Exercise instructions:
Give back the lines of the records exactly, starting at the first and ending at the one with "task | put a dot on the shrub, one".

Referring expression pointing data:
************

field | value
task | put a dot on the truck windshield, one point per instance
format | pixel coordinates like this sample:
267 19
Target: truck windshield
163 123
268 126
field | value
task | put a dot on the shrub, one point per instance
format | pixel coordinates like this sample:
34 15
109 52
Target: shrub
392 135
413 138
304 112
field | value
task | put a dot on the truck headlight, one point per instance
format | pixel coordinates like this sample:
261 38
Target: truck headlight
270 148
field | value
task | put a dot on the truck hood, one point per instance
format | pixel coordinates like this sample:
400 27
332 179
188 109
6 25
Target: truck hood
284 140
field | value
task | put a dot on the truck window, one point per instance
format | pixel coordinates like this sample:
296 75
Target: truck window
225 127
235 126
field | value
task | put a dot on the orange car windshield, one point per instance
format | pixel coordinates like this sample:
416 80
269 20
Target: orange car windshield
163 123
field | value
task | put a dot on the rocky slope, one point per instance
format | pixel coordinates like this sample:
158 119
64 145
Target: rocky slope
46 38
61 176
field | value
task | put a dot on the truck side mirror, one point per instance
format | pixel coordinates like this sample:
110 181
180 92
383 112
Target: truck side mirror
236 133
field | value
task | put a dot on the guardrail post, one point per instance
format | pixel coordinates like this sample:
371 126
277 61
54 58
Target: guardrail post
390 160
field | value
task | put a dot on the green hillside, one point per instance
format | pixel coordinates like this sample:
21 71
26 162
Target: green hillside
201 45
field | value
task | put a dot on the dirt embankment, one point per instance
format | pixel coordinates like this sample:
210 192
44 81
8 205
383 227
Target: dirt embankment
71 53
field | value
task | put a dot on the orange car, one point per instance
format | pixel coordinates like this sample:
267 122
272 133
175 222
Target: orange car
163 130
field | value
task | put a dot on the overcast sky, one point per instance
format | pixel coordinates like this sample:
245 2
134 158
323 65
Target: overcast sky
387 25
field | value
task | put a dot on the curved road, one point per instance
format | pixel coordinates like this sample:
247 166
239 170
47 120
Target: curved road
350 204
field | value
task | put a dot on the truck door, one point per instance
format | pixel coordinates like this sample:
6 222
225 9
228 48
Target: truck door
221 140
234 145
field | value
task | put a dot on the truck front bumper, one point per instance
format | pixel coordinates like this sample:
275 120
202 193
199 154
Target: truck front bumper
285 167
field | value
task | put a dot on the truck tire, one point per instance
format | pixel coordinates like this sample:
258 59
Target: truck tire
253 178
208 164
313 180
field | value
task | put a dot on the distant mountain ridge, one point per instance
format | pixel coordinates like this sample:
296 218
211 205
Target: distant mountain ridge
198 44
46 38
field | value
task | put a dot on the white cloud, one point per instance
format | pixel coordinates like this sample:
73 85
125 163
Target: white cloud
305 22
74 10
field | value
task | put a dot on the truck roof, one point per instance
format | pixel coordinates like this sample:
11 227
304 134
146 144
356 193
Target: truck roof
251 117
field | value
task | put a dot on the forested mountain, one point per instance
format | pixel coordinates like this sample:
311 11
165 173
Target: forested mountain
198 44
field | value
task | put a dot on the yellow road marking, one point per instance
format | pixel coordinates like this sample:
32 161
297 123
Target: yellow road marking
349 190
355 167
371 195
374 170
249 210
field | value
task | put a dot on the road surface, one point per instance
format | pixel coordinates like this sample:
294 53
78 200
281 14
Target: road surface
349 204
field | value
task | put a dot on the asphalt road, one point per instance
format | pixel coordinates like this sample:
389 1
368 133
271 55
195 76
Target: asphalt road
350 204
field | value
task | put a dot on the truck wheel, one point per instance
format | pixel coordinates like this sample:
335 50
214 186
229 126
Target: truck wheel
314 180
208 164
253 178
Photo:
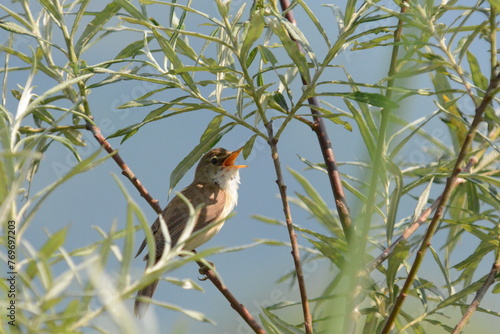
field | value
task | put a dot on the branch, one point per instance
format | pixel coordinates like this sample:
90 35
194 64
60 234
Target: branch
293 237
481 292
416 224
235 304
29 129
127 172
326 146
426 242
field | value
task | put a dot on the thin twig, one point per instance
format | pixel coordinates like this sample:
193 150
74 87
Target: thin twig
326 146
416 224
293 237
426 242
495 269
127 172
235 304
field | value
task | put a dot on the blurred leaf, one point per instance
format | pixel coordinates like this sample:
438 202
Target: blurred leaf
375 99
253 33
210 137
375 42
16 28
133 48
51 245
281 326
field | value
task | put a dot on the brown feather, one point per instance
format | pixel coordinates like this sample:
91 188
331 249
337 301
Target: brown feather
213 192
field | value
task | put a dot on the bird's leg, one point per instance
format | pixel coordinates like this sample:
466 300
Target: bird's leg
204 268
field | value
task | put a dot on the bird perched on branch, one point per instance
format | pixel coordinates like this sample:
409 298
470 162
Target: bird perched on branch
215 191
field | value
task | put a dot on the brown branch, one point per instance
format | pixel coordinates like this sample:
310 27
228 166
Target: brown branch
326 146
127 172
481 292
289 223
426 242
416 224
235 304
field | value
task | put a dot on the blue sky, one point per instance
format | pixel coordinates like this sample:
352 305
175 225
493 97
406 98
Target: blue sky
94 198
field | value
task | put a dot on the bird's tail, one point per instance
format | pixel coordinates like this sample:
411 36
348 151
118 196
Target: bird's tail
140 307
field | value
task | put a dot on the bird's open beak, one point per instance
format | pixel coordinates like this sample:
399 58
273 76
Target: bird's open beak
229 162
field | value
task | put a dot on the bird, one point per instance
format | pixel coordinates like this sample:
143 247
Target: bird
214 191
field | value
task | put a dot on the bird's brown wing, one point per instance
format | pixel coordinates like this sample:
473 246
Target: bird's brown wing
176 214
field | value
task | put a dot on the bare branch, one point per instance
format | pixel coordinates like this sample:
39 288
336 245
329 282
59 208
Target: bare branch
293 237
495 269
326 147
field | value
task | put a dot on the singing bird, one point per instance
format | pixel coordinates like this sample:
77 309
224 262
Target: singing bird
215 190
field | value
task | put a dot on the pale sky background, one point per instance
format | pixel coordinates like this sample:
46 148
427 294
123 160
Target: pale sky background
94 198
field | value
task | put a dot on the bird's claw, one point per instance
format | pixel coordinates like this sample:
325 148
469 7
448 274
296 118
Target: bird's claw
204 271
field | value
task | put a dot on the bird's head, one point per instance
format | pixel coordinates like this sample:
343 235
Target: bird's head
217 166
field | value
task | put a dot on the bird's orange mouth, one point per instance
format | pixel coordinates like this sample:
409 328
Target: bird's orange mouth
229 162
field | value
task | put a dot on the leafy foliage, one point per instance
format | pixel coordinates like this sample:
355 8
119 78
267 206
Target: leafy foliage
242 64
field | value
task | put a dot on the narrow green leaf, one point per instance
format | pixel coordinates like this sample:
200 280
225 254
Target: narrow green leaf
477 76
291 49
253 33
16 28
96 25
267 56
375 99
212 127
133 48
395 261
247 149
177 64
51 245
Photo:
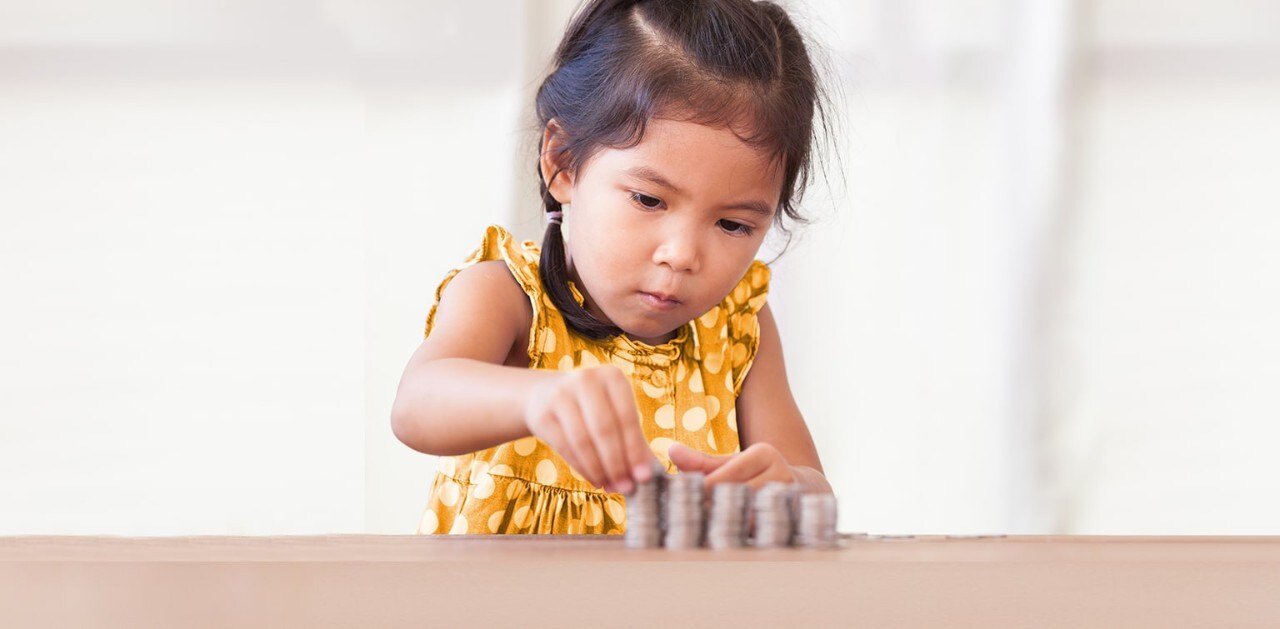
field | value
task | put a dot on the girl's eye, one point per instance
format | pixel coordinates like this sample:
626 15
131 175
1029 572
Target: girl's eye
735 227
649 203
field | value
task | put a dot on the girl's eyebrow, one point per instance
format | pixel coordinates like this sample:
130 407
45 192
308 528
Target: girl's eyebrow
652 176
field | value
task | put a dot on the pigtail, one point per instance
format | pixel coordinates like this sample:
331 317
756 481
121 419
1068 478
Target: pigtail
553 270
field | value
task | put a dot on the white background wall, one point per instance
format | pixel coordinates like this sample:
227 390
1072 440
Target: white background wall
1040 299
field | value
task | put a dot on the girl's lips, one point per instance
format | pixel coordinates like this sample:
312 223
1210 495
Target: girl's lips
659 301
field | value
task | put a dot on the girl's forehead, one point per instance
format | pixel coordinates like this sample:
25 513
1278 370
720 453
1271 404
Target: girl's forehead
691 159
699 147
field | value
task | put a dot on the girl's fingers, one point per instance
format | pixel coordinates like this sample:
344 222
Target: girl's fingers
604 425
691 460
741 468
639 457
580 443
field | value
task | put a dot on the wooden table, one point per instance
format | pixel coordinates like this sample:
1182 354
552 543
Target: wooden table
522 580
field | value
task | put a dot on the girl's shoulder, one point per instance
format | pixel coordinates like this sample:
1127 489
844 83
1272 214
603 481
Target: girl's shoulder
496 287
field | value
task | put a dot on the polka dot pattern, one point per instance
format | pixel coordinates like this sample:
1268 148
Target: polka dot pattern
685 392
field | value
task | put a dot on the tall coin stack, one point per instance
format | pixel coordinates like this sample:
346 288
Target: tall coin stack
684 510
772 516
726 524
817 527
644 525
794 492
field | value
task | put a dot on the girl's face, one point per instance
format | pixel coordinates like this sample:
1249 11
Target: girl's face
661 232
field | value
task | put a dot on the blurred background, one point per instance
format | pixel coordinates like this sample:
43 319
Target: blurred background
1040 294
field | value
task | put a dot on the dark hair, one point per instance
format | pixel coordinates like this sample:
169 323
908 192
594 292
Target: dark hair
736 63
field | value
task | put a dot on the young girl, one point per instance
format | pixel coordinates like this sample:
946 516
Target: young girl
675 133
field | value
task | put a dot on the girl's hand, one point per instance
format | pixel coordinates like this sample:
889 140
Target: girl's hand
758 464
589 416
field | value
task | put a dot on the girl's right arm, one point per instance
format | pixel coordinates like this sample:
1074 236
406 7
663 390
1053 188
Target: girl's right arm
467 387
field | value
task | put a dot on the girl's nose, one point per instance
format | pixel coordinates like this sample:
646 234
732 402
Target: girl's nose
679 251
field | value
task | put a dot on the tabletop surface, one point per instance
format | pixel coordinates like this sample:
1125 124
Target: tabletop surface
560 580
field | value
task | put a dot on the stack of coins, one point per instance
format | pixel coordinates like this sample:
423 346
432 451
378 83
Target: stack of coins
817 527
644 523
794 492
684 514
772 516
726 524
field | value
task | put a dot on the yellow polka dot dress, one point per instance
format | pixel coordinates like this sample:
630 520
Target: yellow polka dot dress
685 391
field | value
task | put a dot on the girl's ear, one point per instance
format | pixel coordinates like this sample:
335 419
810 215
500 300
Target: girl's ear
553 163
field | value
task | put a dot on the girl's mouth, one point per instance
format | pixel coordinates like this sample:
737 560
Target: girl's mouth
659 301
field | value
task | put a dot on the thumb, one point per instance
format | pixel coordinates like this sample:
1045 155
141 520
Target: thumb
691 460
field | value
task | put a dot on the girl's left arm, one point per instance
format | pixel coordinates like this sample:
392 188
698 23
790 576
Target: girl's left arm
776 442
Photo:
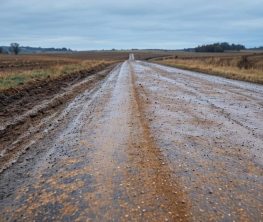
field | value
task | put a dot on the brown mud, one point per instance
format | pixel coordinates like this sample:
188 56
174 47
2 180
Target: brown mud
144 143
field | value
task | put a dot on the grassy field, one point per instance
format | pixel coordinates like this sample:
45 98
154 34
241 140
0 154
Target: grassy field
240 66
21 70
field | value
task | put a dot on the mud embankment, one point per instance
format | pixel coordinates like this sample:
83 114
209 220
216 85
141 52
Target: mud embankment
24 111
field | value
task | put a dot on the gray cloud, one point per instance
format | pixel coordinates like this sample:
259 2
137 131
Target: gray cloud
91 24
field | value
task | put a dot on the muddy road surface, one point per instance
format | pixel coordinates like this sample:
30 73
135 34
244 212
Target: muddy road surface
146 143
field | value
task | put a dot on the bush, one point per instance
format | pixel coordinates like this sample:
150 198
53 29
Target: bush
219 47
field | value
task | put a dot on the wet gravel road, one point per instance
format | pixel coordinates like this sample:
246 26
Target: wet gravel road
148 143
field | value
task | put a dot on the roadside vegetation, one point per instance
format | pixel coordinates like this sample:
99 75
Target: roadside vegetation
239 66
12 79
20 71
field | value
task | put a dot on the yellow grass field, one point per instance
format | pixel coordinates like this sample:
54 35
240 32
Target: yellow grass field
246 67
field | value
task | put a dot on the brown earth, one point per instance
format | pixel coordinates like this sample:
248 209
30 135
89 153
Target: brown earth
137 142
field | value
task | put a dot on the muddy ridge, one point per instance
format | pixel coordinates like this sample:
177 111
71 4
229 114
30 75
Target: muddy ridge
28 108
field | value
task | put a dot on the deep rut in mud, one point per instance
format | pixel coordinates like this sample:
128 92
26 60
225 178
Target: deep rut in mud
147 143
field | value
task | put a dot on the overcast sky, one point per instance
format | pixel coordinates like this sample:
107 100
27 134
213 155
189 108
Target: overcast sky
106 24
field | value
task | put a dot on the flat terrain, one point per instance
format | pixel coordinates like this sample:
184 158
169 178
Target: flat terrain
136 142
246 66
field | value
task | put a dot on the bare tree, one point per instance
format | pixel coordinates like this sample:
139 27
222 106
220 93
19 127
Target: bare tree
14 47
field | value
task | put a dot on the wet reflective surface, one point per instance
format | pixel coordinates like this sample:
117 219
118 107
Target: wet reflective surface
150 143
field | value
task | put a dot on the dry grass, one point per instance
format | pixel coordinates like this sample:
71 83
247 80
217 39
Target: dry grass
15 78
246 67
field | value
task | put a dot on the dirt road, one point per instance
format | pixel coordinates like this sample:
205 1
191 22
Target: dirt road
147 143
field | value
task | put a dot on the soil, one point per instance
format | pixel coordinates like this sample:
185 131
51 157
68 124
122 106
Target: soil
139 142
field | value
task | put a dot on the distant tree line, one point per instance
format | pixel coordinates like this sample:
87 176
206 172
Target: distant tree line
219 47
15 48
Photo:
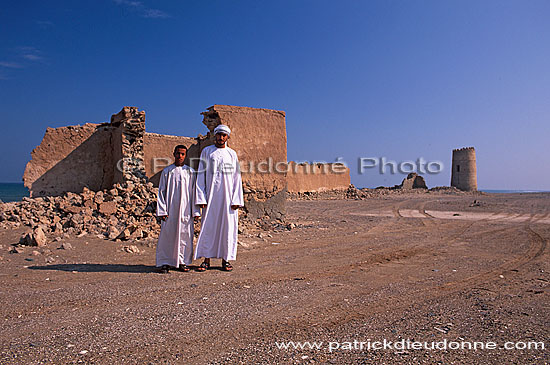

************

Output of the task:
field | value
task | put a dot on the truck windshield, one point per instance
format | pixel coordinates like this sample:
267 19
Target: truck windshield
163 123
268 126
field | value
task | put a dot on the shrub, one point per instance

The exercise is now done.